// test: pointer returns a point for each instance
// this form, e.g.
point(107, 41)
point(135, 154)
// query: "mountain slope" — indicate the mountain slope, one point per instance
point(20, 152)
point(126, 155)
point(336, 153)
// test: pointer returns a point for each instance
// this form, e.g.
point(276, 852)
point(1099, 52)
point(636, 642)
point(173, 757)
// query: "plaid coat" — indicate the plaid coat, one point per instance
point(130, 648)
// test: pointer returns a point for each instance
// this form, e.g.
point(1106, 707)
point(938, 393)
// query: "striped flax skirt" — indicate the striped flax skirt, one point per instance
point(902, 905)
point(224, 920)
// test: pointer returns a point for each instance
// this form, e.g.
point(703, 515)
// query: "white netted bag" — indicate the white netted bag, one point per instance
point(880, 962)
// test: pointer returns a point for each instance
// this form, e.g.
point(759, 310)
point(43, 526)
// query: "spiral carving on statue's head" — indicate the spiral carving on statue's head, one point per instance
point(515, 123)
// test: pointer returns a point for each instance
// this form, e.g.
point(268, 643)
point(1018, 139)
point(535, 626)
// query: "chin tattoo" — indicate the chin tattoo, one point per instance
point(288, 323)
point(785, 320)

_ _ _

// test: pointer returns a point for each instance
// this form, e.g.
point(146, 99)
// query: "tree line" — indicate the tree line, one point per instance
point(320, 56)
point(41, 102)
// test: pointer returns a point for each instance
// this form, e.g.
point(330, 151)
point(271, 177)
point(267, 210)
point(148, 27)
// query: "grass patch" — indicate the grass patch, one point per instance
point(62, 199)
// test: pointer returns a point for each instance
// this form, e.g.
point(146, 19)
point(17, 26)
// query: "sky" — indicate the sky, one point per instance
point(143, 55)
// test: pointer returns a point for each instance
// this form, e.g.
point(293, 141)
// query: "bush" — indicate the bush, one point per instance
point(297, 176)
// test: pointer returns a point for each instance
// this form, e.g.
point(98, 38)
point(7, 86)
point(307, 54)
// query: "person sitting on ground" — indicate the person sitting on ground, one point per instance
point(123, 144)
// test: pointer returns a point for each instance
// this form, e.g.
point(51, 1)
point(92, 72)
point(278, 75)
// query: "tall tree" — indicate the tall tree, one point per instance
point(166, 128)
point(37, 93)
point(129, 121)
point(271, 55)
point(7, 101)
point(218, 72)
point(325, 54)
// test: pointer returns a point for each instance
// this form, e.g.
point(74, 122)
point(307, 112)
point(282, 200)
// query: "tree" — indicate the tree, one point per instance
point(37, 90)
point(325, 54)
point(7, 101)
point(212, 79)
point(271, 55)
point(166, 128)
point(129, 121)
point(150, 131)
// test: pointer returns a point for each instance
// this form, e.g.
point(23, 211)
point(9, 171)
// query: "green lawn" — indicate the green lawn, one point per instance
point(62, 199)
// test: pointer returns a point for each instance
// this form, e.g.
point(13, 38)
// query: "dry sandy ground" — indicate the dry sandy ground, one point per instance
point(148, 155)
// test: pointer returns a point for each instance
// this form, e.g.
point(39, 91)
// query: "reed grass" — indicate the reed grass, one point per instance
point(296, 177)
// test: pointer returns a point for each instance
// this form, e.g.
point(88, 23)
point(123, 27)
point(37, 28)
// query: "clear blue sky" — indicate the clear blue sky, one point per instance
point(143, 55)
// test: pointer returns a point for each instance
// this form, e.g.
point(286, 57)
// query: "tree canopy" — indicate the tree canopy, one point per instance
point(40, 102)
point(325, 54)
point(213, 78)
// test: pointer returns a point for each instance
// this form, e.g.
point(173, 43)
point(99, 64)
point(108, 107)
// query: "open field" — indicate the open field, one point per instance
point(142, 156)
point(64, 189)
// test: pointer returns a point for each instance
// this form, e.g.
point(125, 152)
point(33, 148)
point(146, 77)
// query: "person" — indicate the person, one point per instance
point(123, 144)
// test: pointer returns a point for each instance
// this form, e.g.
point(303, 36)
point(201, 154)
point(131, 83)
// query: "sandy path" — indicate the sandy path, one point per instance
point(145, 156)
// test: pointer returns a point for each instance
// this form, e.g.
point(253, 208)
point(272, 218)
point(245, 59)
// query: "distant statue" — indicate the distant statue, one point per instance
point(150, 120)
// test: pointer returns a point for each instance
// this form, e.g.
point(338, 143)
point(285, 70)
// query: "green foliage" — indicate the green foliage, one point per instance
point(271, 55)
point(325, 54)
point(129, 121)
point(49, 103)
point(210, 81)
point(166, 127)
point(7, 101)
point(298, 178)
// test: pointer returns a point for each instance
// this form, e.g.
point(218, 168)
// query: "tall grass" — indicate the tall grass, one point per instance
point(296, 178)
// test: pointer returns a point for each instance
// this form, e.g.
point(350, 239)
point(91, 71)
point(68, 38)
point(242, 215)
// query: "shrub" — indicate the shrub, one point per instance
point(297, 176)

_ _ _

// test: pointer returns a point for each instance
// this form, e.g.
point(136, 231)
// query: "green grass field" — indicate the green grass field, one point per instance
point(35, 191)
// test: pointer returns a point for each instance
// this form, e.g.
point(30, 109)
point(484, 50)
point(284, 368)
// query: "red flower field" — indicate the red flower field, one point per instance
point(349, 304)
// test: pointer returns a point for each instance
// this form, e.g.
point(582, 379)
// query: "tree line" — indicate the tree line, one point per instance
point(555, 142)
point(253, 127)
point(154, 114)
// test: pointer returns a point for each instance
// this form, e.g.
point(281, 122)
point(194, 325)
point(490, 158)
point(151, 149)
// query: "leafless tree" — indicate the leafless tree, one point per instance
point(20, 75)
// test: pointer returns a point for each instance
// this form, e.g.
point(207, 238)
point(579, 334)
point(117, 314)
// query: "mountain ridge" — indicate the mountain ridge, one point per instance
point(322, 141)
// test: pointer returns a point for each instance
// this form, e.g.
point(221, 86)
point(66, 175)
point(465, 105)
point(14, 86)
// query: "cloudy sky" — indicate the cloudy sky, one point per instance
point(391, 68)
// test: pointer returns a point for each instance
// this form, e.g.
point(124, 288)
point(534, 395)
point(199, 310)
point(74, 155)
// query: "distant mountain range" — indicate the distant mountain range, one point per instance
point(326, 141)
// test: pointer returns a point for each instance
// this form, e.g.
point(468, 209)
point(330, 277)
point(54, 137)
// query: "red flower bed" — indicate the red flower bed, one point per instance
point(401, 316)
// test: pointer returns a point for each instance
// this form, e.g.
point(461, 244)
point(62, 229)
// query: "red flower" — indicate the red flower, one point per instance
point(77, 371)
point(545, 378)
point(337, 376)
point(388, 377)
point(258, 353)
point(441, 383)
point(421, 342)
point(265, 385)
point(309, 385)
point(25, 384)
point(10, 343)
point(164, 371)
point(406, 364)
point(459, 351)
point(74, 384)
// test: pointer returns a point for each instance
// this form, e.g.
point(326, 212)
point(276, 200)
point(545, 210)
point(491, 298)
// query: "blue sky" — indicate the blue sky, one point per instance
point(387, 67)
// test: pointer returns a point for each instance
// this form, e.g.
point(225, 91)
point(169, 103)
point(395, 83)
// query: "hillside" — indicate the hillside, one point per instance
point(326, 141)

_ _ _

*What to produce*:
Within the listing above, give again exactly every line from the line with "point(39, 91)" through the line with "point(338, 143)", both included, and no other line.

*Response below*:
point(39, 91)
// query: "reed grass" — indicate the reed grass, one point per instance
point(296, 177)
// test: pointer returns a point for each instance
// this form, e.g.
point(88, 23)
point(123, 27)
point(37, 28)
// query: "clear blue sky" — indicate the clear blue sky, one point per instance
point(143, 55)
// test: pointer returns a point for each instance
// this form, e.g.
point(286, 57)
// query: "tree canopy" — indicate the tree canopy, one point per instance
point(40, 102)
point(325, 54)
point(213, 78)
// test: pointer returns a point for each instance
// this form, e.g.
point(173, 43)
point(99, 64)
point(108, 107)
// query: "open field" — indicate the open field, one point per instance
point(142, 156)
point(64, 189)
// test: pointer returns a point for each instance
// this form, e.g.
point(125, 152)
point(33, 148)
point(146, 77)
// query: "person" — indicate the person, one point per instance
point(123, 144)
// test: pointer returns a point for each instance
// this form, e.g.
point(303, 36)
point(201, 154)
point(131, 83)
// query: "sandy path" — indicate the sandy path, one point per instance
point(145, 156)
// test: pointer returns a point for each instance
// this form, e.g.
point(253, 208)
point(272, 218)
point(245, 59)
// query: "distant statue" — indicate the distant statue, one point per instance
point(150, 120)
// test: pointer returns a point for each instance
// this form, e.g.
point(338, 143)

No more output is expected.